** Try it **
Every line in the records below that holds the word "shoreline" is to be copied.

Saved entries
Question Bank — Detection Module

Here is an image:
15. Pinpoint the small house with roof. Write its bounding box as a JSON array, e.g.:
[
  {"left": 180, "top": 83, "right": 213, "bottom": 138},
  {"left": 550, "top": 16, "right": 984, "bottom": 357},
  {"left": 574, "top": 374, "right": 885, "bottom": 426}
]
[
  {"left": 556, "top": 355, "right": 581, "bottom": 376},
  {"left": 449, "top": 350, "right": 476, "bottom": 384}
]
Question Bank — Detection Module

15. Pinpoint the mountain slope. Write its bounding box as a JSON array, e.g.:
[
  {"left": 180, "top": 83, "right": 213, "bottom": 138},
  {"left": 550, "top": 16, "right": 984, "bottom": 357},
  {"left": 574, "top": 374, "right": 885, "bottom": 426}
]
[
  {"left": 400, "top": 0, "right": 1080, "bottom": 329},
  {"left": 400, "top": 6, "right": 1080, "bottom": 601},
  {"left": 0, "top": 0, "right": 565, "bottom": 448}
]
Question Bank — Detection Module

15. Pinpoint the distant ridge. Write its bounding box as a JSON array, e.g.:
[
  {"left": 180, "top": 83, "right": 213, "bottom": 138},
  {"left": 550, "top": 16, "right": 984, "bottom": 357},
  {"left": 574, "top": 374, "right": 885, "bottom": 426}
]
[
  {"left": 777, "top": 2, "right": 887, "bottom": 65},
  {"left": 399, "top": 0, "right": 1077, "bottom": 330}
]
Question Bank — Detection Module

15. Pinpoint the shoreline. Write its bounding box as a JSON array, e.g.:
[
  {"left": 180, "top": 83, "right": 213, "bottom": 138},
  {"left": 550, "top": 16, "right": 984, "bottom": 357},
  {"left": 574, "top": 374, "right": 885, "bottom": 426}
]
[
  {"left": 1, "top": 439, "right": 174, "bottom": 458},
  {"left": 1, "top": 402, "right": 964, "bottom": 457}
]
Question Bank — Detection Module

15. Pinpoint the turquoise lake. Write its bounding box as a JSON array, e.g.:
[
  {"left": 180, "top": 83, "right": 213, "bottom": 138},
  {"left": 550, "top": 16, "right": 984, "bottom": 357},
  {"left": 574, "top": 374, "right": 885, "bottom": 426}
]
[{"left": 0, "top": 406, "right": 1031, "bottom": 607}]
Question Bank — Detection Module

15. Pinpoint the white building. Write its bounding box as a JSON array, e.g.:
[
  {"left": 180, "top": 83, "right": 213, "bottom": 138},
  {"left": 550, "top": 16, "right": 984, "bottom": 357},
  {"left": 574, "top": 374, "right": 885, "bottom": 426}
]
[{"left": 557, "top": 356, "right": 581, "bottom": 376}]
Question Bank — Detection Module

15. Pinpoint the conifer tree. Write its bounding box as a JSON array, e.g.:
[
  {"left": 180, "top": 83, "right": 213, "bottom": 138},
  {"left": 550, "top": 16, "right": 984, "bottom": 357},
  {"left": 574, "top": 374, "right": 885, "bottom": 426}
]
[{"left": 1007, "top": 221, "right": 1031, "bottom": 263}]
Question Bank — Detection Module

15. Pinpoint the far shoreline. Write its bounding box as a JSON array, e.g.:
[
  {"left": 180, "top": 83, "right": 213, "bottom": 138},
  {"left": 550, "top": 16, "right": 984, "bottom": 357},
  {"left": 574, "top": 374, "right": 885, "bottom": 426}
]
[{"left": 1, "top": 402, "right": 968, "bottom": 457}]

** The answer **
15. Pinpoint the shoreline. Write its bounding box as a JSON array, e.g.:
15. Pinpoint the far shoreline. Write its bounding box as a JSON array, e.g.:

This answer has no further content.